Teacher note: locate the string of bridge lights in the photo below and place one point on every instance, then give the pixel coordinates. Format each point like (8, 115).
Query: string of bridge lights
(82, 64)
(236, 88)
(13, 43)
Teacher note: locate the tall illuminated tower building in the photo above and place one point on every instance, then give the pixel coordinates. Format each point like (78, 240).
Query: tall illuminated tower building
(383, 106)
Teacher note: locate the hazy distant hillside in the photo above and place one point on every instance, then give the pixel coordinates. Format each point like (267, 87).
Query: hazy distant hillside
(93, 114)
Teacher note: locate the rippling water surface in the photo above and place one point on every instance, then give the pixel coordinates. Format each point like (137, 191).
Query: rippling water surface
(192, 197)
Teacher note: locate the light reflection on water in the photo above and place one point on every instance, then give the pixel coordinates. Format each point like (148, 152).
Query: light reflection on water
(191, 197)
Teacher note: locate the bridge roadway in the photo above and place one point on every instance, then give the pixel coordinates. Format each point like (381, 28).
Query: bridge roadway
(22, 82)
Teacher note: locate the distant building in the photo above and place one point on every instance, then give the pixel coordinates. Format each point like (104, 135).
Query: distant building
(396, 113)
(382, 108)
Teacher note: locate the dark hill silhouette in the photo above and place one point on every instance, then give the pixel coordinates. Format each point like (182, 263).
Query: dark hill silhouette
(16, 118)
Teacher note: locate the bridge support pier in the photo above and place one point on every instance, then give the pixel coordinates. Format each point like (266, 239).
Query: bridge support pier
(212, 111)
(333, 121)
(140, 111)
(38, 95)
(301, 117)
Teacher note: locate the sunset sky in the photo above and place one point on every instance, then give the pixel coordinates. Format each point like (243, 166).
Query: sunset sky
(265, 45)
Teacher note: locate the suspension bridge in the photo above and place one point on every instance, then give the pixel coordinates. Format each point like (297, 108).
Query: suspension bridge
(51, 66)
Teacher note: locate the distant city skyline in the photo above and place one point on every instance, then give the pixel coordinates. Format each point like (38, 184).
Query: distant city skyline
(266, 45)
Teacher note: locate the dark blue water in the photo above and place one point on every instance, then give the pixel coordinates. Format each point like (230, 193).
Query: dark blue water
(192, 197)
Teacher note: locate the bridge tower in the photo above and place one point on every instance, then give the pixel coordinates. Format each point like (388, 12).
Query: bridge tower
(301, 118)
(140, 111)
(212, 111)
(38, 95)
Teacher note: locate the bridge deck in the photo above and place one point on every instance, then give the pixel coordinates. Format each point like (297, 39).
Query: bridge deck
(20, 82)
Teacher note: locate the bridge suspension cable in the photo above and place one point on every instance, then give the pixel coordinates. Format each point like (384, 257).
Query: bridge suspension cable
--------
■ Exercise objective ■
Give again only the lines of the material above that run from the one with "Teacher note: locate the bridge tower" through the end, both included, exactly as they appear.

■ Reply to the exercise ■
Teacher note: locate the bridge tower in the photo above and place one point on every instance, then give the pixel coordinates. Format each point like (388, 12).
Query: bridge tower
(301, 118)
(140, 111)
(212, 111)
(38, 95)
Teacher note: locate the bridge deck in the photo above and place one point on every instance, then give the pixel coordinates. Format each point like (297, 39).
Query: bridge deck
(20, 82)
Teacher note: locate the bridge suspension cable in the photo above and place one point on every instance, then give the pixel coordinates. Format each point like (384, 257).
Query: bridge suspension cable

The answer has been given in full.